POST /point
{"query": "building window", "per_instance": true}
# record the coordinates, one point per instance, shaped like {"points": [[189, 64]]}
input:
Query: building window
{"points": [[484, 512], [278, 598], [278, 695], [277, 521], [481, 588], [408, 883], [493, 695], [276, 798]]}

────────────────

WHAT IS REQUIRED:
Extract all the lines above and reproduce them verbatim, character for character.

OUTPUT:
POST /point
{"query": "building window", "per_instance": true}
# record the coordinates, one point per instance, shaped like {"points": [[189, 64]]}
input:
Query: building window
{"points": [[484, 512], [278, 598], [278, 695], [277, 521], [481, 588], [408, 883], [493, 695], [276, 798]]}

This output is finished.